- [Your objective]: Copy exactly. Begin with the line that contains "Query: road marking" and stop after the last line of the records.

▬▬▬

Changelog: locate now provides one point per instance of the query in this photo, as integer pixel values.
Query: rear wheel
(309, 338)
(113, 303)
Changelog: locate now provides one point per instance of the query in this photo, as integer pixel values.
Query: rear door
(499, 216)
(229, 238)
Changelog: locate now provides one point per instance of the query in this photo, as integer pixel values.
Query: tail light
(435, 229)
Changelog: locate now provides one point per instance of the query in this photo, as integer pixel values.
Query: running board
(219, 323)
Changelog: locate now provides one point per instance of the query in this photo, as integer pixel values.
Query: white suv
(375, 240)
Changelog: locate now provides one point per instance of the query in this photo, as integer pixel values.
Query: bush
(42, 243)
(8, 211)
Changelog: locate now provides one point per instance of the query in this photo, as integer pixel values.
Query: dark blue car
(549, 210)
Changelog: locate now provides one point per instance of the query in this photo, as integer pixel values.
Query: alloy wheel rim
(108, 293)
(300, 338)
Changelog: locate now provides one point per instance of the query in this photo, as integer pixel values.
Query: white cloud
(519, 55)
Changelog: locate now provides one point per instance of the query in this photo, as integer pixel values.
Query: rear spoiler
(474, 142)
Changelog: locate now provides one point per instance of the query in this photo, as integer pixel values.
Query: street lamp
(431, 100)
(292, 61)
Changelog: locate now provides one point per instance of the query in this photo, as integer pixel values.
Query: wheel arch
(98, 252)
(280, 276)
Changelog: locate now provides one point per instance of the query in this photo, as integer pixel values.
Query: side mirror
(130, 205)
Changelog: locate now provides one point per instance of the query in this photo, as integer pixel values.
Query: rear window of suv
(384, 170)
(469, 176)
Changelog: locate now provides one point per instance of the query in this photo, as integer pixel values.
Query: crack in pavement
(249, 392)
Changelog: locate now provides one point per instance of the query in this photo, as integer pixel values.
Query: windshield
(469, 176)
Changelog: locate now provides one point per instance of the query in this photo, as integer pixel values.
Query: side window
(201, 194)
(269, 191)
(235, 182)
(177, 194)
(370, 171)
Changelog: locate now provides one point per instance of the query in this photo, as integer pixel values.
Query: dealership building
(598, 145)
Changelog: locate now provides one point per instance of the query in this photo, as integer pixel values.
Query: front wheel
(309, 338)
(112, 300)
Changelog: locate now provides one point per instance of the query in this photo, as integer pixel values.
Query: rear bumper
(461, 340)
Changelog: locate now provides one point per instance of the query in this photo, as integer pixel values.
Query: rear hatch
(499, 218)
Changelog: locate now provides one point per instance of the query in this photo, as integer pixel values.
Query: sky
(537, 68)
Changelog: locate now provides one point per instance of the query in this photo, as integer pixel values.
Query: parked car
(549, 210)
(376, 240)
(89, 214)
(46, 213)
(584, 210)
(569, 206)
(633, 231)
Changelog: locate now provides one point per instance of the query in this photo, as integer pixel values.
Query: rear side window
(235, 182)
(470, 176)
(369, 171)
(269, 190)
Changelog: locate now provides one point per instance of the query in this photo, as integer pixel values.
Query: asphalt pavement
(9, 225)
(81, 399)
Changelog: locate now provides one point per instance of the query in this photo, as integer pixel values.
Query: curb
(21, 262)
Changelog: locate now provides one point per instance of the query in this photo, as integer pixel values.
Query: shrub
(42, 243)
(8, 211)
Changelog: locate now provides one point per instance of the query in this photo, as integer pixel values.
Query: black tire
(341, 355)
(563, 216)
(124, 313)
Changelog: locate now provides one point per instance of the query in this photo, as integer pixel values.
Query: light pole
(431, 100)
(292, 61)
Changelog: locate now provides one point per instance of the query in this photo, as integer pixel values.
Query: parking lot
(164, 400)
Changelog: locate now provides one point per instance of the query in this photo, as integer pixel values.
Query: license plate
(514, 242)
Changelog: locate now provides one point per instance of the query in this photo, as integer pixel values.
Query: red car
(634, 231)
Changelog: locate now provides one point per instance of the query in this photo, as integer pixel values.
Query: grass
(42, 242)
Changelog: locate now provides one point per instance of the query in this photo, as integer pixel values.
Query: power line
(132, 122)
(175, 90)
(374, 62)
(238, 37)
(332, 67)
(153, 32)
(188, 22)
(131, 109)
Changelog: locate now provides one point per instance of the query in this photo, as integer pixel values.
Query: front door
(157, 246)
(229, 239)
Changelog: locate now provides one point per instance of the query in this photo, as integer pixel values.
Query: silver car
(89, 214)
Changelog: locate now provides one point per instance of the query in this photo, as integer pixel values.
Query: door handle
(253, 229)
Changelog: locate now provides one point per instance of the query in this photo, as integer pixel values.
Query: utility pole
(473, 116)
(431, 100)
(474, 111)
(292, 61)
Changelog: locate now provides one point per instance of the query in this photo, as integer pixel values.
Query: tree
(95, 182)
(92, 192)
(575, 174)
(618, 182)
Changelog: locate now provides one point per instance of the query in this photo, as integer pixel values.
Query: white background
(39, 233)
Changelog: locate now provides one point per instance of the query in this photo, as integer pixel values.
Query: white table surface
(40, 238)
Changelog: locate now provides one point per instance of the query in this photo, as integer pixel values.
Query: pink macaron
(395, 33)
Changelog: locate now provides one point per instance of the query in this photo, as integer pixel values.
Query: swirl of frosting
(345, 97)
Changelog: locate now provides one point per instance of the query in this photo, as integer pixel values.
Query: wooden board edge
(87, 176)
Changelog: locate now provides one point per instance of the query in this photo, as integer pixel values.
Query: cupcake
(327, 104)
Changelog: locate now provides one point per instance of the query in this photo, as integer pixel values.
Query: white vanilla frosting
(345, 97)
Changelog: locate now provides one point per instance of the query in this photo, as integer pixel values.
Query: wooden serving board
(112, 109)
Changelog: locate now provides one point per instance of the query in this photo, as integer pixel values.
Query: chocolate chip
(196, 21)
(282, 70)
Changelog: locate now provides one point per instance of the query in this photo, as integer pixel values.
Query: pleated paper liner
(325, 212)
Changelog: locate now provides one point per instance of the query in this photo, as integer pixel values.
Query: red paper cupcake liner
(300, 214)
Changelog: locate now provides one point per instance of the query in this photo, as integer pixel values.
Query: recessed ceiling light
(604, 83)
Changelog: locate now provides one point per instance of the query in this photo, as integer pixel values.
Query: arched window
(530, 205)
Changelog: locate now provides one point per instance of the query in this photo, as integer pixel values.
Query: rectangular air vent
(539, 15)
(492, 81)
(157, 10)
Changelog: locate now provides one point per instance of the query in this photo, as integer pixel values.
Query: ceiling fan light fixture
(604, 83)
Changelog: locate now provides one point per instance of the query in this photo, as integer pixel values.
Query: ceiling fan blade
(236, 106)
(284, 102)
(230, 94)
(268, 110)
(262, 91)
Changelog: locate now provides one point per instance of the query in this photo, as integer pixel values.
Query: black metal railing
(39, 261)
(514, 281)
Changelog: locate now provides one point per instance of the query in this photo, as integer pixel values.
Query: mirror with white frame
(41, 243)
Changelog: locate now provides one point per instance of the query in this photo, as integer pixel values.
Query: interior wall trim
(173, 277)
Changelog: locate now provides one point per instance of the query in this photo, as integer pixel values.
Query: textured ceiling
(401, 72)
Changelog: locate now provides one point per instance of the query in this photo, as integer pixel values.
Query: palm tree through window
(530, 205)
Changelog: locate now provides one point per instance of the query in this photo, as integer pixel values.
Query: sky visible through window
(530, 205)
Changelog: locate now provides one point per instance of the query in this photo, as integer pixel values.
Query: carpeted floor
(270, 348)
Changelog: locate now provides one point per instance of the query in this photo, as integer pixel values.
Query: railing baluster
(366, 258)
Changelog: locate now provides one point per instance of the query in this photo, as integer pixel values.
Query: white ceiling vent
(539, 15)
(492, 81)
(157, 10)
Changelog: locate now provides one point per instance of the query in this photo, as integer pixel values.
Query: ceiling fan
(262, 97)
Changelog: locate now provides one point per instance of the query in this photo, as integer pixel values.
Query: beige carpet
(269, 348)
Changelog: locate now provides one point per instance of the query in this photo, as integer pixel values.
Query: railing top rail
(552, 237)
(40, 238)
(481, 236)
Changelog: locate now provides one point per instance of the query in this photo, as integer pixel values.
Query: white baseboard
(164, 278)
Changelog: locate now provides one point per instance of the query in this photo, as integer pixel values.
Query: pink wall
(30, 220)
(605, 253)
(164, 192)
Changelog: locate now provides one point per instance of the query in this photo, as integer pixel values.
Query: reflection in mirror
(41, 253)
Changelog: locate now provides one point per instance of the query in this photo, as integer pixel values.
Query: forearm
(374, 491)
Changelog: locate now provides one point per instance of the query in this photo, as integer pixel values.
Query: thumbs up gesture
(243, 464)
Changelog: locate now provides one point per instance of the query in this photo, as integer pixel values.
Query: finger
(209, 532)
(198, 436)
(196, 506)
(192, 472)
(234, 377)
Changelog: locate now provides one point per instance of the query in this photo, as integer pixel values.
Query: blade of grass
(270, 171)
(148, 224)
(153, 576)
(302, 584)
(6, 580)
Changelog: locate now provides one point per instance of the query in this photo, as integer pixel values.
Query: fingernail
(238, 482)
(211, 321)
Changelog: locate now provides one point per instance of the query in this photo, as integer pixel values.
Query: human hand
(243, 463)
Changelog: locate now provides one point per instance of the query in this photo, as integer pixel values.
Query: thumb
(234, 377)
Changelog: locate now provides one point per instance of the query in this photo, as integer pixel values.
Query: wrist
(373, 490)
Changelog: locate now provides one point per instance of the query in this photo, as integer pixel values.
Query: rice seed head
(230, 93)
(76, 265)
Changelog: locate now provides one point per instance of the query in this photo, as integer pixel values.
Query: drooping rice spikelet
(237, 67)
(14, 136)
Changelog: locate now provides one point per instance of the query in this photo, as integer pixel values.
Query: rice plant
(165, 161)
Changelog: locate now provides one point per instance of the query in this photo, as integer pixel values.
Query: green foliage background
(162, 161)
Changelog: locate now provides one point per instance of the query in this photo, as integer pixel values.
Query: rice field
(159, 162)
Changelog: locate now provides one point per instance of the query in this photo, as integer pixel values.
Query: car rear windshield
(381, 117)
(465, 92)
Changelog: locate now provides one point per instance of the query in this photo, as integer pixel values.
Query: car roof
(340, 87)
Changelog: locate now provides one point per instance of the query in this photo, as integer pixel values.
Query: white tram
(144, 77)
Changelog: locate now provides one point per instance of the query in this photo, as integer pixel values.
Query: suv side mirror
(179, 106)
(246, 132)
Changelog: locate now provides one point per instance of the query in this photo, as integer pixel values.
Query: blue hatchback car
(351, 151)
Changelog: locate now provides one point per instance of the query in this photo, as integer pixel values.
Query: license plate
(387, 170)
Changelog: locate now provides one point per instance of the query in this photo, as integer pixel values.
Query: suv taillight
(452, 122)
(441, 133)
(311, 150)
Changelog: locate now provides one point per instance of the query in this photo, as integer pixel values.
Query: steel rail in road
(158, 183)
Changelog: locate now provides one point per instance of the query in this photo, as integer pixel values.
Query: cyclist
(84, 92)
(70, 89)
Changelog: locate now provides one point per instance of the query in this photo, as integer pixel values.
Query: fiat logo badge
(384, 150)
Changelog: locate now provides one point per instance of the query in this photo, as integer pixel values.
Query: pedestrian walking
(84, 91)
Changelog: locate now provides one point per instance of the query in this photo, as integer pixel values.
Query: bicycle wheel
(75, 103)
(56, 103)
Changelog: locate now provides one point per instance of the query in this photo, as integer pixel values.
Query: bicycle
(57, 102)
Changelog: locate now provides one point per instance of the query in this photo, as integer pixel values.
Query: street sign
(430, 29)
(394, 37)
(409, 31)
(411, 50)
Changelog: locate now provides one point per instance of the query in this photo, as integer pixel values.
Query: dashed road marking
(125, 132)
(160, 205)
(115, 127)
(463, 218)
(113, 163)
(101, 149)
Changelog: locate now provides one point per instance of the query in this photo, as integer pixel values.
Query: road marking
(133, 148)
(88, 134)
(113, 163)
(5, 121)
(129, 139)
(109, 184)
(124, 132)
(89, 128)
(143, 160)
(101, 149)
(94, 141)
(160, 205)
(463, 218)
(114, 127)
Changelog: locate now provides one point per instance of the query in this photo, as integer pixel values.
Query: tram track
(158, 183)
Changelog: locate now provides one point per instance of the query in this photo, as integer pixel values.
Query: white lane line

▬▬▬

- [Output for this task]:
Query: road marking
(133, 148)
(88, 134)
(113, 163)
(5, 121)
(129, 139)
(109, 184)
(124, 132)
(89, 128)
(143, 160)
(101, 149)
(94, 141)
(160, 205)
(463, 218)
(114, 127)
Changelog: locate now provides one point per instance of the query in this photo, as integer pixel values.
Query: tram track
(158, 183)
Changelog: locate now provides one point per instance of the query in this photo, as integer pixel values.
Query: white lane line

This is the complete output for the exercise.